:: TASK DESCRIPTION ::
Lay out the lines of the listing below, from the line containing "Please spot the door" through the line containing "point(111, 38)", as a numbered list with blank lines omitted.
◆ ◆ ◆ ◆
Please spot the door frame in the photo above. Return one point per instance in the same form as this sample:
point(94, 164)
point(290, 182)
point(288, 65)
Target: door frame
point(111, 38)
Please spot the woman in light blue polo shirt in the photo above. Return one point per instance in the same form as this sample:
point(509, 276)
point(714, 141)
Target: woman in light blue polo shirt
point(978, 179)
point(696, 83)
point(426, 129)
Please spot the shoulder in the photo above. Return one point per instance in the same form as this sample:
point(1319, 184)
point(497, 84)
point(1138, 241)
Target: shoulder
◆ ◆ ◆ ◆
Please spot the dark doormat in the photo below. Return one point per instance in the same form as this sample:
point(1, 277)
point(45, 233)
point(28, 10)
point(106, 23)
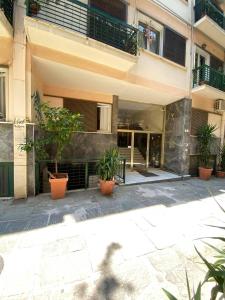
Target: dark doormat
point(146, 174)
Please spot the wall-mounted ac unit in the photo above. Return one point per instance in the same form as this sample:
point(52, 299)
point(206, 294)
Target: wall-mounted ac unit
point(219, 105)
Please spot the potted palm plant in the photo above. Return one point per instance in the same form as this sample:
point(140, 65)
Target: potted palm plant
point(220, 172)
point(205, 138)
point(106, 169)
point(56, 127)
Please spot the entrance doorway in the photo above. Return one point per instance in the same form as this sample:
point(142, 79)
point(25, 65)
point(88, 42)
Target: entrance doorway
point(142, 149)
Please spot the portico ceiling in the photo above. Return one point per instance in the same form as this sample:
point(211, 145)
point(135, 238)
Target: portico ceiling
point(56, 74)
◆ ◆ ◆ ◆
:: WORKED SOLUTION ::
1. Please spot the door frame in the photo above. Return one point per instance in the same form as this sample:
2. point(94, 164)
3. point(290, 182)
4. point(288, 65)
5. Target: door frame
6. point(111, 38)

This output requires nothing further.